• _What to do_
Quote the lines below from the one containing "Thank you for the photo. Could you tag the black" to the final line, both ends included; exclude the pictures.
++++ Entries shown ++++
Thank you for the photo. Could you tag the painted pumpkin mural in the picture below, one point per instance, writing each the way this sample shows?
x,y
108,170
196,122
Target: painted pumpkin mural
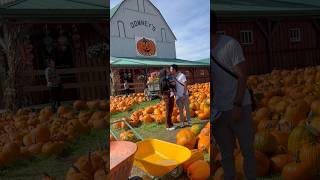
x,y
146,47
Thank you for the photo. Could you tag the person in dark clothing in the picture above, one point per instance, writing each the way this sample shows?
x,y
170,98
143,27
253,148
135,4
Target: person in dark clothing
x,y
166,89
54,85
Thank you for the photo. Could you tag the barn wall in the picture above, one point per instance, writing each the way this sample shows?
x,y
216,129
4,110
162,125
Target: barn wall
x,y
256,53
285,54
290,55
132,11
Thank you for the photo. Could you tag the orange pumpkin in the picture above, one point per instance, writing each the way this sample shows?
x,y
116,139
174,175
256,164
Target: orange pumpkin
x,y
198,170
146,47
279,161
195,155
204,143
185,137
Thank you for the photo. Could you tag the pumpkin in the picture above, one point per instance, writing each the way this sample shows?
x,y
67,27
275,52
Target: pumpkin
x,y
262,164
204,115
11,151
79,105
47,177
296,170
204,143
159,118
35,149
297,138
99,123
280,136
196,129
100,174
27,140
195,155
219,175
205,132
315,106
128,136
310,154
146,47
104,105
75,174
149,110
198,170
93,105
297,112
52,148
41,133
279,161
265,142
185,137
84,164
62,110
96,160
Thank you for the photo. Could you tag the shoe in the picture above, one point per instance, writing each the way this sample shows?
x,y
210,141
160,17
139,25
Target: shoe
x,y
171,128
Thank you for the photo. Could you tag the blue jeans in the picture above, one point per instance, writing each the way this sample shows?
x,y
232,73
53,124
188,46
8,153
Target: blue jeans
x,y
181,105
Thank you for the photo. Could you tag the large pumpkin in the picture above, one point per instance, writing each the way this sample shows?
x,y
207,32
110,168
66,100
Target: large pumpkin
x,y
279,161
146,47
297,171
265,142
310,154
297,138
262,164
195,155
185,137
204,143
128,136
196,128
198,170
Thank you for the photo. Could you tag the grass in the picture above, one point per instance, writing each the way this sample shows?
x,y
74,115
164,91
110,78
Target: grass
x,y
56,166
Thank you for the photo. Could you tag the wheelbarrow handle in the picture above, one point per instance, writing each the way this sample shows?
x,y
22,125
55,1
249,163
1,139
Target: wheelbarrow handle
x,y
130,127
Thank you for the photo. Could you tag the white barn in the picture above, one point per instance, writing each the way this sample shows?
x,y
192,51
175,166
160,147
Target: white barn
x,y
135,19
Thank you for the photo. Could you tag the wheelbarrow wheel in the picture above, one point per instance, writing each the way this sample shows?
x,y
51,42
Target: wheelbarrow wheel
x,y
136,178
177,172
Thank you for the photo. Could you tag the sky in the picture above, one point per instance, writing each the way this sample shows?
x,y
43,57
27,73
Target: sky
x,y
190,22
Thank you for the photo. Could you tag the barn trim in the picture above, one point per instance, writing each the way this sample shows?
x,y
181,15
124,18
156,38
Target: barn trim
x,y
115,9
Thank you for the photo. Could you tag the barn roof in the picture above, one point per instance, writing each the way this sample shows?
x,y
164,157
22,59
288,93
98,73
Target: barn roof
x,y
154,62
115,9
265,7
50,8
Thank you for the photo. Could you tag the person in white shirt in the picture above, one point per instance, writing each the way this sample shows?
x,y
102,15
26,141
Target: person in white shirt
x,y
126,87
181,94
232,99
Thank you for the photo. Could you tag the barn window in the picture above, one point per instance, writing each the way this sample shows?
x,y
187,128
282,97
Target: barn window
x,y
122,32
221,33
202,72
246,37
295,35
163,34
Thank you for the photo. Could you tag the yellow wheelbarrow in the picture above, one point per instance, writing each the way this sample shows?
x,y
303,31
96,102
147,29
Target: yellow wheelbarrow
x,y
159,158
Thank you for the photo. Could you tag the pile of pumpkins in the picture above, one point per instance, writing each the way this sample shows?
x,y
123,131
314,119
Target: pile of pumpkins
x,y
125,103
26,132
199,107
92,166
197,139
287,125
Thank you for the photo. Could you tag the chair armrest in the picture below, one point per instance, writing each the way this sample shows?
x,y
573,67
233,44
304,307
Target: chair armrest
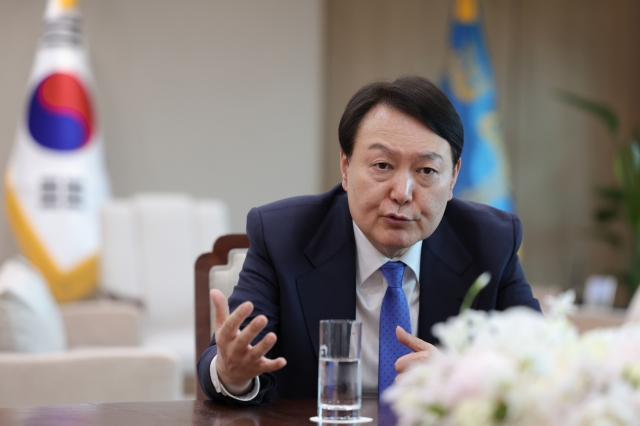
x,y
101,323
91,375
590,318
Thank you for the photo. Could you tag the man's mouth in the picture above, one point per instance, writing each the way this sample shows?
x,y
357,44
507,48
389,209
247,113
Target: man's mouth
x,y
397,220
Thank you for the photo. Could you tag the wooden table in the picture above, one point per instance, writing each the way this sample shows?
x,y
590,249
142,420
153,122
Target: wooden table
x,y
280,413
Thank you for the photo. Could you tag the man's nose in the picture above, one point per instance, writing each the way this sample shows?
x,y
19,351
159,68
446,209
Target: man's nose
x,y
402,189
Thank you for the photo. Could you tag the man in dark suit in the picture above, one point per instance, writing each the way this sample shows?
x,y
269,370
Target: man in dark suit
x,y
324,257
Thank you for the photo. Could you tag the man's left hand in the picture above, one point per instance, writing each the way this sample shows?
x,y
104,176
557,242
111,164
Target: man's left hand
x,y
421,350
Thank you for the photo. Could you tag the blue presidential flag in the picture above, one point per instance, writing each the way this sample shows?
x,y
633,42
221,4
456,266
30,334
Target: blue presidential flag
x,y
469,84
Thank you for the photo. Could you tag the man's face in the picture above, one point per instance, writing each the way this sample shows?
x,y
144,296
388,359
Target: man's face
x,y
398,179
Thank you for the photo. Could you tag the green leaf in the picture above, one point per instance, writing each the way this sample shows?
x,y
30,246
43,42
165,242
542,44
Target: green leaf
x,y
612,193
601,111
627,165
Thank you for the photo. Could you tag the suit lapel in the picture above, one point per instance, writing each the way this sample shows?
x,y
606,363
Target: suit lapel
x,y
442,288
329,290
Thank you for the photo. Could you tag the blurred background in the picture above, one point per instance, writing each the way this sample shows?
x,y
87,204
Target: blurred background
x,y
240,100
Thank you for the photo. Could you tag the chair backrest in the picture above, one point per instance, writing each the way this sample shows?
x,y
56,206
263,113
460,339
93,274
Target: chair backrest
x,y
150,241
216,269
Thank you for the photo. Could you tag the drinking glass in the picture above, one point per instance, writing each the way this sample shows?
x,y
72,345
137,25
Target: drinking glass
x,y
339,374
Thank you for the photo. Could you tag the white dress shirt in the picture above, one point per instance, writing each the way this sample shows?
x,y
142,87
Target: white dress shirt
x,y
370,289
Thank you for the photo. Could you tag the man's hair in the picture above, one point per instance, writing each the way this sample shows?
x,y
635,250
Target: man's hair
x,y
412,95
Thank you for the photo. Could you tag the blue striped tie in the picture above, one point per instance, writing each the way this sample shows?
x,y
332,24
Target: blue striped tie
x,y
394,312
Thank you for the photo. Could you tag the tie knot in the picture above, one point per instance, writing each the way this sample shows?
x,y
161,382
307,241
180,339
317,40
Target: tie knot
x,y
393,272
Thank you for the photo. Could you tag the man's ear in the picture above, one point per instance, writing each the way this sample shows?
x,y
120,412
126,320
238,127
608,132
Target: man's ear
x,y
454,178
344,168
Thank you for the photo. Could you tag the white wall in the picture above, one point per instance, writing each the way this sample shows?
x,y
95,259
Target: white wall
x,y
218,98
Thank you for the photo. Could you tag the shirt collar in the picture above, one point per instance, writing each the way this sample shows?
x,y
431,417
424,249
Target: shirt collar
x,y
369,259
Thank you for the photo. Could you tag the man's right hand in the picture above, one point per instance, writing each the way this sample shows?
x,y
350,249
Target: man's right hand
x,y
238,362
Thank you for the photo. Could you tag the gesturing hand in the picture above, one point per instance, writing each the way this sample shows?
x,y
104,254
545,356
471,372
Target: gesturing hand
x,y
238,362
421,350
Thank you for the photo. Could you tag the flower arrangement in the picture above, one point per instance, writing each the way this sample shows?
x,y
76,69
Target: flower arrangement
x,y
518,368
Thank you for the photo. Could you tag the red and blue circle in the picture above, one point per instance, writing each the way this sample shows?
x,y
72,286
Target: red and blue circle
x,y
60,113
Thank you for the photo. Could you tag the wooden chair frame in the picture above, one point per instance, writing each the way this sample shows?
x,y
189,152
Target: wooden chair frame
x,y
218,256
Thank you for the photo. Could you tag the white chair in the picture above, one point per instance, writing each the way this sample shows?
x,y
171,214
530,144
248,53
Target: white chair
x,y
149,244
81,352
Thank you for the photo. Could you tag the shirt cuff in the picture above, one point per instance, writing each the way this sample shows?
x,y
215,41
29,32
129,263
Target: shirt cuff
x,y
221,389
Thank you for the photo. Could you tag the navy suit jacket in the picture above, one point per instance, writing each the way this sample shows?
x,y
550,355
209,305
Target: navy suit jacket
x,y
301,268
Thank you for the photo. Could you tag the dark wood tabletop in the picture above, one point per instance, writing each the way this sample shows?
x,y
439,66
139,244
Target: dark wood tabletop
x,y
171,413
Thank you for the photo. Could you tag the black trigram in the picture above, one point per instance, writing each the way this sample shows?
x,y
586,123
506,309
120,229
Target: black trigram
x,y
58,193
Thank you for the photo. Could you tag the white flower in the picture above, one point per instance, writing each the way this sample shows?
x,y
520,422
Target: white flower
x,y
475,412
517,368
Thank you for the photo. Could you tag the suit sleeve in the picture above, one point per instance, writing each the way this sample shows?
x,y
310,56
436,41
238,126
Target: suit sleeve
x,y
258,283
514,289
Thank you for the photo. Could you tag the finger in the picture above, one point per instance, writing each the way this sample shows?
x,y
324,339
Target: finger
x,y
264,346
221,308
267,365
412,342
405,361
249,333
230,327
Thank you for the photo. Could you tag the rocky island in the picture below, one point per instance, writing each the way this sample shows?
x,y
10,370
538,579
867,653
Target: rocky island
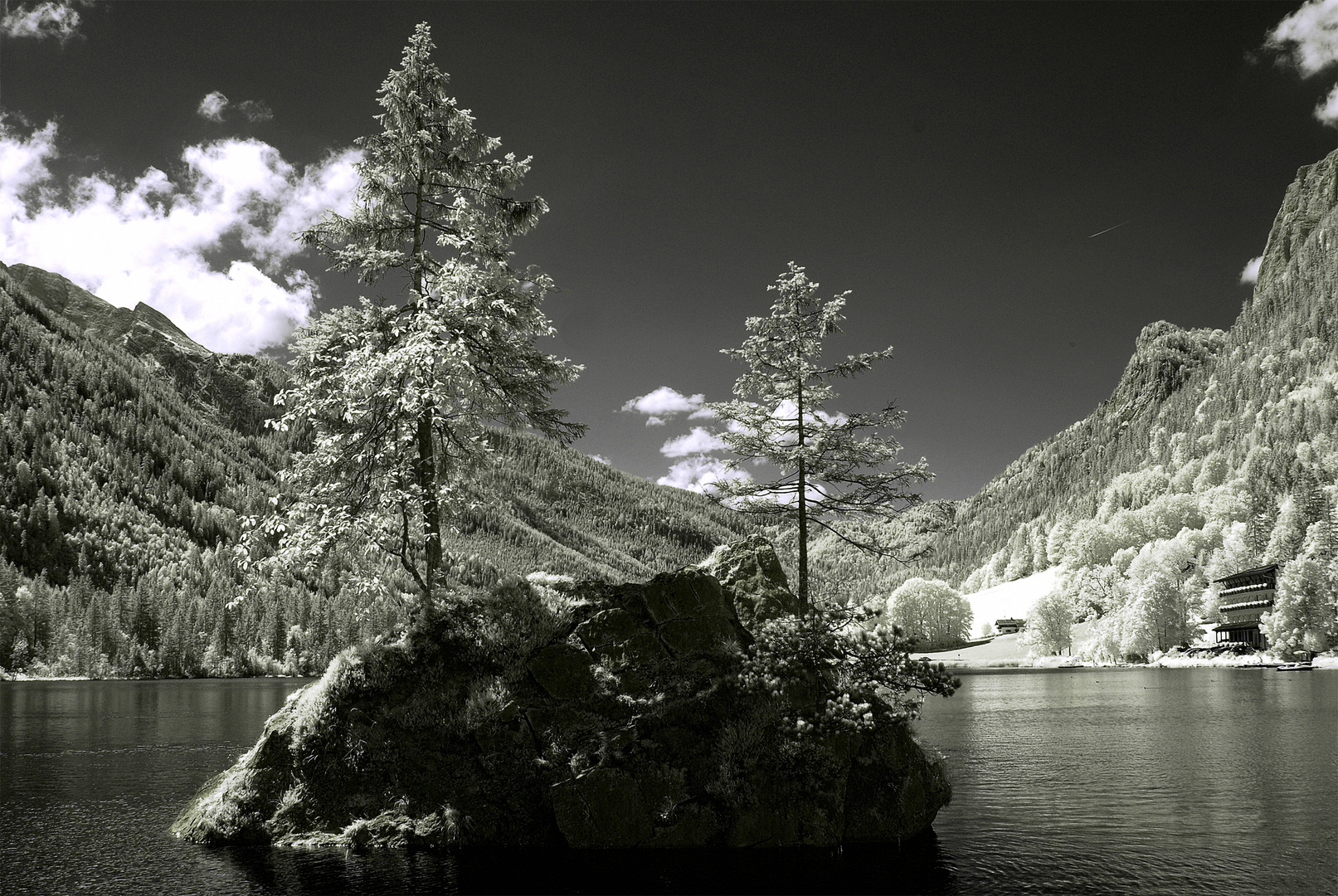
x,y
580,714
++++
• _Completed task_
Thank you for the photo. Could you tag the black trigram in the picture above, one point per instance, writing each the way this sample shows?
x,y
586,123
506,309
120,229
Target: black trigram
x,y
58,193
Thank you for the photo. Could you tag the white flower in the picture above, one point per instance, writing each the way this sample shows?
x,y
520,422
Target: white flower
x,y
475,412
517,368
Thank you for the photo. Could you tag the suit sleeve in the picture above, one point per instance, writing each the way this sample shows?
x,y
310,56
436,41
238,126
Target: suit sleeve
x,y
258,283
514,289
Thank you for the photo. Could you tag the finger in the picture above, one point per instance, writing each the way this sample shows?
x,y
324,339
Target: finger
x,y
264,346
221,308
267,365
412,342
405,361
249,333
230,327
Thank you for the photo. Could you tag the rocky island in the picture below, one point per instance, writing each the way this sample shows?
x,y
10,370
538,579
867,653
Target: rocky island
x,y
580,714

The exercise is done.